### Problems to work on
1. Please reproduce the stretch of the women's sanda 60 kg page from "- Venue: Ganghwa" through "Ganghwa Dolmens Gymnasium.", keeping every word as it appears.
2. According to the women's sanda 60 kg page, which nation did the silver medalist represent?

### Extract provided
- Venue: Ganghwa Dolmens Gymnasium
- Dates: 20–24 September 2014
- Competitors: 11 from 11 nations

Medalists
| gold medal | Wang Cong | China |
| silver medal | Kao Yu-chuan | Chinese Taipei |
| bronze medal | Tân Thị Ly | Vietnam |
| bronze medal | Jennet Aýnazarowa | Turkmenistan |

= Wushu at the 2014 Asian Games – Women's sanda 60 kg =

The women's sanda 60 kilograms competition at the 2014 Asian Games in Incheon, South Korea was held from 20 September to 24 September at the Ganghwa Dolmens Gymnasium.

Sanda is an unsanctioned fight is a Chinese self-defense system and combat sport. Amateur Sanda allows kicks, punches, knees (not to the head), and throws.

A total of eleven competitors from eleven countries competed in this event, limited to fighters whose body weight was less than 60 kilograms.

### Dataset extract
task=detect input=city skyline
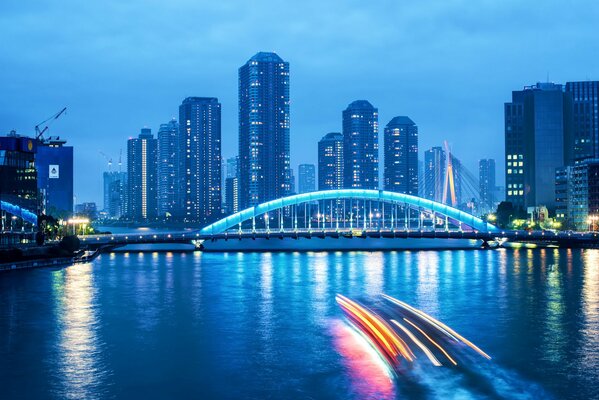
[0,2,598,202]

### Answers to each task
1.
- Venue: Ganghwa Dolmens Gymnasium
- Dates: 20–24 September 2014
- Competitors: 11 from 11 nations

Medalists
| gold medal | Wang Cong | China |
| silver medal | Kao Yu-chuan | Chinese Taipei |
| bronze medal | Tân Thị Ly | Vietnam |
| bronze medal | Jennet Aýnazarowa | Turkmenistan |

= Wushu at the 2014 Asian Games – Women's sanda 60 kg =

The women's sanda 60 kilograms competition at the 2014 Asian Games in Incheon, South Korea was held from 20 September to 24 September at the Ganghwa Dolmens Gymnasium.

2. Chinese Taipei